+++ RECORDS FOR THE EXERCISE
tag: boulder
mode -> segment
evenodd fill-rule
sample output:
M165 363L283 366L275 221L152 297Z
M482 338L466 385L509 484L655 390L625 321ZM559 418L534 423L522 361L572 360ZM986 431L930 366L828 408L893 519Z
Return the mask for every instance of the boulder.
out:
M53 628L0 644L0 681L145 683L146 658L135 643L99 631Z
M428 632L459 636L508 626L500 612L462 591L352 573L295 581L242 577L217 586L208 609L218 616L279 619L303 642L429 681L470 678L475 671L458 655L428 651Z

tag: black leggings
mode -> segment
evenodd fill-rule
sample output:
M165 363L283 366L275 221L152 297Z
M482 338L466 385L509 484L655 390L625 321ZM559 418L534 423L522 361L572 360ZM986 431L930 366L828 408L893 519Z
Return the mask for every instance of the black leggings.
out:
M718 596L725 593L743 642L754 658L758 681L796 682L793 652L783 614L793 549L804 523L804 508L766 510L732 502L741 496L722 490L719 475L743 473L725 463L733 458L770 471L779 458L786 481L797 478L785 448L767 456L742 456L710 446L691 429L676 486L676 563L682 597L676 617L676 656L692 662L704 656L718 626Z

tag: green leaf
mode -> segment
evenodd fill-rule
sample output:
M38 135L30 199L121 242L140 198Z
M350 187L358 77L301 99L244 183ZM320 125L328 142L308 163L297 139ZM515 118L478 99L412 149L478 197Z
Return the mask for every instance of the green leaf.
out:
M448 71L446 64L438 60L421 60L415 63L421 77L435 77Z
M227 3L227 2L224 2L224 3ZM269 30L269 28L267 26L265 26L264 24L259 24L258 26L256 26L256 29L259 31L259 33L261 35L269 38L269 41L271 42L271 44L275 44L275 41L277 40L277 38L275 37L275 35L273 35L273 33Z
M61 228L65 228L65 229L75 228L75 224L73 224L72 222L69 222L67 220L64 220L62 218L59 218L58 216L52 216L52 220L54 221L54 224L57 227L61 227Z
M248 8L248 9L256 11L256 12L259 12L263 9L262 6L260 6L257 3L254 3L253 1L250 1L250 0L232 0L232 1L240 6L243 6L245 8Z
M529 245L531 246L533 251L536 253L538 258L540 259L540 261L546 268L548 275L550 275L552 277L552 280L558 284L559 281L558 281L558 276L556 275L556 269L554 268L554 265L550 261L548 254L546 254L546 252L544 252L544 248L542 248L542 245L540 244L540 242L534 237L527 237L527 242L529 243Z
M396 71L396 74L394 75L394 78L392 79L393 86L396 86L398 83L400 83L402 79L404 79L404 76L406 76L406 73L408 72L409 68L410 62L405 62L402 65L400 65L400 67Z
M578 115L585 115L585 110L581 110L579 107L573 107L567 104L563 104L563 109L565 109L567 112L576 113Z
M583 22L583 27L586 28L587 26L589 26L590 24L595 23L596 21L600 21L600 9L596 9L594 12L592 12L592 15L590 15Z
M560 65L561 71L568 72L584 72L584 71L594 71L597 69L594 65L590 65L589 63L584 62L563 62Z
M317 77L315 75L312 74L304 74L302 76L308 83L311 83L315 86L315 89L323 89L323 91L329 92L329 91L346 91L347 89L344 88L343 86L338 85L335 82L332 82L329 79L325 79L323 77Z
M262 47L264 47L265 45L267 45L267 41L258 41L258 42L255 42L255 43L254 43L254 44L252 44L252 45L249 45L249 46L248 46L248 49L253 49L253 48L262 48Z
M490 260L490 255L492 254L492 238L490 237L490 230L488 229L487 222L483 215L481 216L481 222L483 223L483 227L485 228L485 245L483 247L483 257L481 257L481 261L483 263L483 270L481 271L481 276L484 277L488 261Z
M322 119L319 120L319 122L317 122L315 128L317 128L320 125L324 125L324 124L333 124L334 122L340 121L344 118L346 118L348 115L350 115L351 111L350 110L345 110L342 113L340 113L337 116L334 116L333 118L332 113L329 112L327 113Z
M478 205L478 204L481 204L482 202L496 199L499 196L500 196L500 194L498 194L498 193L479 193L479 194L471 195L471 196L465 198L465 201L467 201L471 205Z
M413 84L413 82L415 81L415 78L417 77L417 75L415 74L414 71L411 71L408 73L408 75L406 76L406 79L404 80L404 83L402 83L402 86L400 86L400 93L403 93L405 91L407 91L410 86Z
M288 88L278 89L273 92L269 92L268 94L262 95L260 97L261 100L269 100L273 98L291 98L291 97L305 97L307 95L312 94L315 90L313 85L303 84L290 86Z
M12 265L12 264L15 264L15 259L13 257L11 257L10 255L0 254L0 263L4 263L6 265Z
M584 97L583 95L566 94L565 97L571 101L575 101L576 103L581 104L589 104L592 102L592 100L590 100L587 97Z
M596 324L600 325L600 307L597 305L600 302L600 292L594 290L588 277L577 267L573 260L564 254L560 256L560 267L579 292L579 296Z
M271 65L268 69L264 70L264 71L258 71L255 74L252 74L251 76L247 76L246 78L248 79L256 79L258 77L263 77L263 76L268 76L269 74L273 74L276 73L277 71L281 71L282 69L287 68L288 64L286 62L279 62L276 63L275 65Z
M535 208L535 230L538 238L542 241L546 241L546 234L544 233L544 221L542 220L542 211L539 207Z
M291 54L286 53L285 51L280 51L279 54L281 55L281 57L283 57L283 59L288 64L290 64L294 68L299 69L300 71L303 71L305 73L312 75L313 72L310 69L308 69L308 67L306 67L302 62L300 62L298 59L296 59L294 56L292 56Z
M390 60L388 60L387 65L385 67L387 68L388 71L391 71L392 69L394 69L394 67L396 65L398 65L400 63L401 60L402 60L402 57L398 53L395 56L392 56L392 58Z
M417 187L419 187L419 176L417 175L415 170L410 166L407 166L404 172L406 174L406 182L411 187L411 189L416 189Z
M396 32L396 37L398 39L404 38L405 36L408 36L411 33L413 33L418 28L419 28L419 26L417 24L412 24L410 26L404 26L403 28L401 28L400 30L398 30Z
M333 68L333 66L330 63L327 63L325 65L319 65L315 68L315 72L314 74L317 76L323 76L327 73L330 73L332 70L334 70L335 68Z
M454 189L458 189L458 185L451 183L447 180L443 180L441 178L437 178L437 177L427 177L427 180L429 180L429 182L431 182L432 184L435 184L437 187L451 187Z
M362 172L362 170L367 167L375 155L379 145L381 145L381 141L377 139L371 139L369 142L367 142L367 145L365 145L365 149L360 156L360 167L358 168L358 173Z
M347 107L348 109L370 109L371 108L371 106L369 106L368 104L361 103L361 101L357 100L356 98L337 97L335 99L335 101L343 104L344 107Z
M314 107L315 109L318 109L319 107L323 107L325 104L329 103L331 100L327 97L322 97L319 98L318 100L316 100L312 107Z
++++++
State the count of lines holding the string "boulder" in the listing above, and nothing else.

2